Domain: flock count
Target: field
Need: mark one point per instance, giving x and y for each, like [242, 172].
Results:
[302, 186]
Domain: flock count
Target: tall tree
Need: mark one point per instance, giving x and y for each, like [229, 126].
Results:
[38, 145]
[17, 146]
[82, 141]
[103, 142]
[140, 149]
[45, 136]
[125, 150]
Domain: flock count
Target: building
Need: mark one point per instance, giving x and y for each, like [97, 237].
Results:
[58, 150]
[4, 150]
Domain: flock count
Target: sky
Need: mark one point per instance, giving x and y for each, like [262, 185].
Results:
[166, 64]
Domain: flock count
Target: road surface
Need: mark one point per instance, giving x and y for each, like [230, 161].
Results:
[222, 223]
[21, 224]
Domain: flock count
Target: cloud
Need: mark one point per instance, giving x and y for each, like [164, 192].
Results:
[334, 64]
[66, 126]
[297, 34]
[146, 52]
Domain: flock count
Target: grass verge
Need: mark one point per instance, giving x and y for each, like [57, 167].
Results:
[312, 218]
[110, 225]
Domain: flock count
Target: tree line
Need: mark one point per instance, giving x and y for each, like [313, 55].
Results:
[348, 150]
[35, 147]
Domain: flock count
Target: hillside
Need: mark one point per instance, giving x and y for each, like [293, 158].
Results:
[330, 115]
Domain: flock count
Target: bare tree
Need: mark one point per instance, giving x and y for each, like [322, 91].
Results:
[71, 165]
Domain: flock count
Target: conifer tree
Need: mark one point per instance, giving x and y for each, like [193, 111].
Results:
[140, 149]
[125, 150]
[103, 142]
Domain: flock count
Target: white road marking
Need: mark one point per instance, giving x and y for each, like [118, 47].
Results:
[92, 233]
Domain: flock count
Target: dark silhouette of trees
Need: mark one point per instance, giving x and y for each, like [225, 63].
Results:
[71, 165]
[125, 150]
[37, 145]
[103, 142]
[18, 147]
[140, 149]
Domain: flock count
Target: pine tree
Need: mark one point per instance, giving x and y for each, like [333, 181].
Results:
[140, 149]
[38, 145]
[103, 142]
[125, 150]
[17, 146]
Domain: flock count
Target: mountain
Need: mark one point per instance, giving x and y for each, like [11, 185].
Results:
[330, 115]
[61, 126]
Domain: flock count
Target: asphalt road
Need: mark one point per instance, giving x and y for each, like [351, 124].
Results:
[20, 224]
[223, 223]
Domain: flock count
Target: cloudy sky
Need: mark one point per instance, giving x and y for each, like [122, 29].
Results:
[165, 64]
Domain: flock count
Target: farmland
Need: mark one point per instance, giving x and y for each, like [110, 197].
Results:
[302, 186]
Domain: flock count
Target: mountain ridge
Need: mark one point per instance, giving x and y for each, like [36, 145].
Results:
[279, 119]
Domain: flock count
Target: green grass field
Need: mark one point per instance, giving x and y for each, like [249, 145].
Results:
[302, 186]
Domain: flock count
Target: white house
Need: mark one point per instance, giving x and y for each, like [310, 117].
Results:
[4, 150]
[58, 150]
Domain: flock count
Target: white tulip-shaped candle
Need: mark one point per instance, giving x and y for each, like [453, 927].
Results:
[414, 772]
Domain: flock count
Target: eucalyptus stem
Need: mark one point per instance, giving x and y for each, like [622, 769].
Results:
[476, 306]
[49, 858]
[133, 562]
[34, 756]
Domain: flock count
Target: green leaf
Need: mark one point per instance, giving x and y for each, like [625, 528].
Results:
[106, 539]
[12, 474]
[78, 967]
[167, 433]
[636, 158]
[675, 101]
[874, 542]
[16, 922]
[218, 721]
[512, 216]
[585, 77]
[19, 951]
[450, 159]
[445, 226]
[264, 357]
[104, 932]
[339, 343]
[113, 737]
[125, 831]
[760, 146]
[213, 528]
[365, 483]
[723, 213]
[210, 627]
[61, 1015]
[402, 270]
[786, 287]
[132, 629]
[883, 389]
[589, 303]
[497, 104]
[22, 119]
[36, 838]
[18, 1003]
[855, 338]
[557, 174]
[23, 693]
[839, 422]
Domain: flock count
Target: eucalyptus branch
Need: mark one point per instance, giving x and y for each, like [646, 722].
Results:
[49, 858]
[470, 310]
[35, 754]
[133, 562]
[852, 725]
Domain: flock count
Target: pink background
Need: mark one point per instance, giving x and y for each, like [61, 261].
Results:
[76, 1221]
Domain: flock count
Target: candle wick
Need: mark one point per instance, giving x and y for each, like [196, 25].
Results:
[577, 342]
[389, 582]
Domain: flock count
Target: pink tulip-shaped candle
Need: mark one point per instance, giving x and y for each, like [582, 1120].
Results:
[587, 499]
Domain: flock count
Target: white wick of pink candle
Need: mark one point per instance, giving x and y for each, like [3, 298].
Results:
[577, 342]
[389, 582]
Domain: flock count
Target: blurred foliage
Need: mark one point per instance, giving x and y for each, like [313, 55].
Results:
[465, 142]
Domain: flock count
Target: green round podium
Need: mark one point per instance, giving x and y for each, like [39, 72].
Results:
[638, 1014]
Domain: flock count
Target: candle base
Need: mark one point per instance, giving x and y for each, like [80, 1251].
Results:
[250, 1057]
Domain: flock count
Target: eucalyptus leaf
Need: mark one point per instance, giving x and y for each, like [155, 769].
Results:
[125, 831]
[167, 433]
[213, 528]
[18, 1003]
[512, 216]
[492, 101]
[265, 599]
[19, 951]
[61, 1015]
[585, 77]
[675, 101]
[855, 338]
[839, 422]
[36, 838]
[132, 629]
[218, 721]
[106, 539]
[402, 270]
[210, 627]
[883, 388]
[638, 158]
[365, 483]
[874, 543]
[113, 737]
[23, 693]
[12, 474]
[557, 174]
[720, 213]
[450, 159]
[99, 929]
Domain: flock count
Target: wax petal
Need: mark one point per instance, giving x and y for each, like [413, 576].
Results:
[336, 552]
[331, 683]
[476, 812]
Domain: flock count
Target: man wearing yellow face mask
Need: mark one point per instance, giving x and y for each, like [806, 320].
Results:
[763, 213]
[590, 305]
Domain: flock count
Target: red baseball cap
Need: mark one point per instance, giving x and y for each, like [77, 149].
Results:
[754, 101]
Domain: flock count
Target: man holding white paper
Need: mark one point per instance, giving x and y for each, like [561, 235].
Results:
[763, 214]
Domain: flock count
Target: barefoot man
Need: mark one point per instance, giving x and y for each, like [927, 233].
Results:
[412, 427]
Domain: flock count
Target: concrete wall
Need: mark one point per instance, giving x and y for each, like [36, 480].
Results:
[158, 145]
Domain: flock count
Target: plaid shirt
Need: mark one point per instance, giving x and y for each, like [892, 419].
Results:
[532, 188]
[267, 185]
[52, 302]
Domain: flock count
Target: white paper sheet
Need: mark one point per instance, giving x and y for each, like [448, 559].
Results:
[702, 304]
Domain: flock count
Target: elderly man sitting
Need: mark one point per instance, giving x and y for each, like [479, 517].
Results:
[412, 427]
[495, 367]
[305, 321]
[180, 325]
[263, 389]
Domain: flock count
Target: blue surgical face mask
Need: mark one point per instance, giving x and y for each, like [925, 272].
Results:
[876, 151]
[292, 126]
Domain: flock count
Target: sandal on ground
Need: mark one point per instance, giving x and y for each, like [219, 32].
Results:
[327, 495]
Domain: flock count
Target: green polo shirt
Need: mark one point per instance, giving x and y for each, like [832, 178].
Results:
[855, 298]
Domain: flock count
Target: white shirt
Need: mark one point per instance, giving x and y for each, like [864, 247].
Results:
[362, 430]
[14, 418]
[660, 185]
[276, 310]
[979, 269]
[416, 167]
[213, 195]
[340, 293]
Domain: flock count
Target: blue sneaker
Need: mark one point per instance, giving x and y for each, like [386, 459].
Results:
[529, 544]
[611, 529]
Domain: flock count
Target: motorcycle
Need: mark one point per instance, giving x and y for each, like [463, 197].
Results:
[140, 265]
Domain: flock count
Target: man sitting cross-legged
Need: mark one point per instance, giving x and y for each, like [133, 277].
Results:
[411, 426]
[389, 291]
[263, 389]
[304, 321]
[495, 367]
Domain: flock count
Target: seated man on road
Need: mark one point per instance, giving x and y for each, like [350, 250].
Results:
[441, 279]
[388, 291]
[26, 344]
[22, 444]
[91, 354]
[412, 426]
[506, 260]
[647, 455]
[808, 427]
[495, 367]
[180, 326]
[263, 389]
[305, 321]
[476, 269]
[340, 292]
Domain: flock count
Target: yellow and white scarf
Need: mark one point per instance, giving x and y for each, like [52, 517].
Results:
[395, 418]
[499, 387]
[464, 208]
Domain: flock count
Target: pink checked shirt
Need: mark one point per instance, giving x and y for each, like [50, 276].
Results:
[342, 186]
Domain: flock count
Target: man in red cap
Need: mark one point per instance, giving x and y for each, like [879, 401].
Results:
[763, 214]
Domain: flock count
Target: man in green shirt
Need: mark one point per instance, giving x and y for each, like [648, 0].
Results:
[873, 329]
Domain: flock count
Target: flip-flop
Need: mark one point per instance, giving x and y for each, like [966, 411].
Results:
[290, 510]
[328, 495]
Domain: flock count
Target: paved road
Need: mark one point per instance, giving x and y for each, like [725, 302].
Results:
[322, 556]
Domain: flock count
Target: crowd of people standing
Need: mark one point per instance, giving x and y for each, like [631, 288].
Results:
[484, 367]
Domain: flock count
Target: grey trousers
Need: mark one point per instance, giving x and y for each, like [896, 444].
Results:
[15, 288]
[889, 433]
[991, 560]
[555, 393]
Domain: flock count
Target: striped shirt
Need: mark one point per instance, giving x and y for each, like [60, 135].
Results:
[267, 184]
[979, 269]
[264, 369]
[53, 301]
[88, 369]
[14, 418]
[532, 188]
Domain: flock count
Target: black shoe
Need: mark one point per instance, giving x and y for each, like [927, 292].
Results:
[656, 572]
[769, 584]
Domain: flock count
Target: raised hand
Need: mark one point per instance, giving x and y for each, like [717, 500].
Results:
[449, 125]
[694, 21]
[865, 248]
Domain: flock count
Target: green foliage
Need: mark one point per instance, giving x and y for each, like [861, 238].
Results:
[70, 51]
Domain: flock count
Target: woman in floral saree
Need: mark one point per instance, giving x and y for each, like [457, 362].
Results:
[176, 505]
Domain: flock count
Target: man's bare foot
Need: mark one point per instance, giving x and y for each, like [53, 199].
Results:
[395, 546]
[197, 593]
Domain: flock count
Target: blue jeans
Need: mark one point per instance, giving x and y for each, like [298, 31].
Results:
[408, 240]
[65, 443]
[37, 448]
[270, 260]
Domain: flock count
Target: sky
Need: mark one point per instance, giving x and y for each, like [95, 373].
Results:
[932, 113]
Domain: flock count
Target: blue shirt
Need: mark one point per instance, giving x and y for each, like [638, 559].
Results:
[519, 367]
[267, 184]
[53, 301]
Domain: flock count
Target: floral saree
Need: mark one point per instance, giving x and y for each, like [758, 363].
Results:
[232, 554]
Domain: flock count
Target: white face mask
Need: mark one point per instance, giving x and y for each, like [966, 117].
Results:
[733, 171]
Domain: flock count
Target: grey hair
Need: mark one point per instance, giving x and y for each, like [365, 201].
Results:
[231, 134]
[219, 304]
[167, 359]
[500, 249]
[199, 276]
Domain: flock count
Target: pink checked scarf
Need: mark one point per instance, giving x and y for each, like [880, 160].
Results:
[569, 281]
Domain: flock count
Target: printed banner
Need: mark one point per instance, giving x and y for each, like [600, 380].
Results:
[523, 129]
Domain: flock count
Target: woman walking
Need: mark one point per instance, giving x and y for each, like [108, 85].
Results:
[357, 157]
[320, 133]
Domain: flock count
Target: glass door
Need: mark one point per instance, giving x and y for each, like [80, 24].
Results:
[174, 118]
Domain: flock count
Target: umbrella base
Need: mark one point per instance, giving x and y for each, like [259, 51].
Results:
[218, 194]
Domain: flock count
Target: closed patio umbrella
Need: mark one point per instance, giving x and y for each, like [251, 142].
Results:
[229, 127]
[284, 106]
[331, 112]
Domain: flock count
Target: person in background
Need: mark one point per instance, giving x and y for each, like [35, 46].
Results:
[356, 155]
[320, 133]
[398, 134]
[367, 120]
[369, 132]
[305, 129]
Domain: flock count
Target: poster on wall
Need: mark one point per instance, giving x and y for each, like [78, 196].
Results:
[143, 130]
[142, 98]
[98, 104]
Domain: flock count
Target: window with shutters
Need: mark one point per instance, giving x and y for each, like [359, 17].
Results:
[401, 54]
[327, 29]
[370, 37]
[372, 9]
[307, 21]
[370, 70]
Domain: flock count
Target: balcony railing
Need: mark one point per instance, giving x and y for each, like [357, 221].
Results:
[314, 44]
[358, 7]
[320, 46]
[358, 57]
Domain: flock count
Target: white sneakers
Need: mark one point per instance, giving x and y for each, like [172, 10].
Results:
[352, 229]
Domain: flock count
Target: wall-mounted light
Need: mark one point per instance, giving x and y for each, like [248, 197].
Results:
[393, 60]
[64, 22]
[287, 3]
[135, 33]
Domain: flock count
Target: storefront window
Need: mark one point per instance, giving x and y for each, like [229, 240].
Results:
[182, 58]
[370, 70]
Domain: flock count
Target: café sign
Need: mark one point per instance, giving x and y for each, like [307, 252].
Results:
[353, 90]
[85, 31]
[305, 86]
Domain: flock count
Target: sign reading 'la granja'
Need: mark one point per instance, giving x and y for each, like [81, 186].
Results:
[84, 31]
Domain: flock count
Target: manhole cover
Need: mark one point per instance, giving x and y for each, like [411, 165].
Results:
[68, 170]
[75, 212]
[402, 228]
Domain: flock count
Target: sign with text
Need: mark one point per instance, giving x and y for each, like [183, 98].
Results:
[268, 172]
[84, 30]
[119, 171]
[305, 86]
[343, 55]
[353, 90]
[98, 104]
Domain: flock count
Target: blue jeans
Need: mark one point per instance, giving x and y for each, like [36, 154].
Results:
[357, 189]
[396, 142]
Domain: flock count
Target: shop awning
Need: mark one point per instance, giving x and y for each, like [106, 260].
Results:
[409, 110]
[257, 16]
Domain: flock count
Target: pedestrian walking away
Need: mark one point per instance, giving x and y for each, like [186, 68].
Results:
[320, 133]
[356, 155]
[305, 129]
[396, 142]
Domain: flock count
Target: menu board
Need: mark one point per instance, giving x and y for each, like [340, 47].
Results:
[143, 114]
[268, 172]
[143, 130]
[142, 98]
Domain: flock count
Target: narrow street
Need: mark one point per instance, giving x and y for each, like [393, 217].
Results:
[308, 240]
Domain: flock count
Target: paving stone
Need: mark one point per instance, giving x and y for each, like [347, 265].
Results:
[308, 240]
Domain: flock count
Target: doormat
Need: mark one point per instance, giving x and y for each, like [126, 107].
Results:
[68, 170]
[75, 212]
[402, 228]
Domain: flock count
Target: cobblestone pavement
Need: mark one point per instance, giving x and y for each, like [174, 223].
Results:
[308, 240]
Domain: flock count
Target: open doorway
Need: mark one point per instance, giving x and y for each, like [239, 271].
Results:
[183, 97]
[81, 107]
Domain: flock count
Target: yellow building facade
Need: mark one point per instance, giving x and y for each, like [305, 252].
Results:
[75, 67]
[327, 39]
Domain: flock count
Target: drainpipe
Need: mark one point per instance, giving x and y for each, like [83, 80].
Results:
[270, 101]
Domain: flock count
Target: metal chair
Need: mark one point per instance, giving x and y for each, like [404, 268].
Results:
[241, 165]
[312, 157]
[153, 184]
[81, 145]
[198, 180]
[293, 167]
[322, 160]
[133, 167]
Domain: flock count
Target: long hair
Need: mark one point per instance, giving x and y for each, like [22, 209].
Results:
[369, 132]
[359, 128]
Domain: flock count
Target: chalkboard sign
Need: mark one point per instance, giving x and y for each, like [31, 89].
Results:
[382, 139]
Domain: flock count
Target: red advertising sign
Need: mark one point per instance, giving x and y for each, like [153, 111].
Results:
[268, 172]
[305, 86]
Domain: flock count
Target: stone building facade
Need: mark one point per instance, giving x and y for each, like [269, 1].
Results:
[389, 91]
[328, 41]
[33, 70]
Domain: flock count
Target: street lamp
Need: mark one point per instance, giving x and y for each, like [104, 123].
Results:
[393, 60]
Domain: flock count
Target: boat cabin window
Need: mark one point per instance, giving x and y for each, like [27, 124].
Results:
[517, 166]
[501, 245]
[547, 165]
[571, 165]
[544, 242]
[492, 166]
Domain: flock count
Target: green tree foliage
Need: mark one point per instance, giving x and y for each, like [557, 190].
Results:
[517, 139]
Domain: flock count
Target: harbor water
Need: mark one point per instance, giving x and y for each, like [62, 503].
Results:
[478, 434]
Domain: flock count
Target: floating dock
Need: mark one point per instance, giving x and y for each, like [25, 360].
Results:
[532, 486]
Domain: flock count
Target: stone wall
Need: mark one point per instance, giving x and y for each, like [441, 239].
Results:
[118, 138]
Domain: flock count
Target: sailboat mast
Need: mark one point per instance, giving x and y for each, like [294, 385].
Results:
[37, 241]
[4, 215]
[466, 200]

──────────────────────────────

Given problem
Pull out every line in the rows above that contains the word "grass" and list each one unchanged.

Output of the exercise
Target: grass verge
Target: green grass field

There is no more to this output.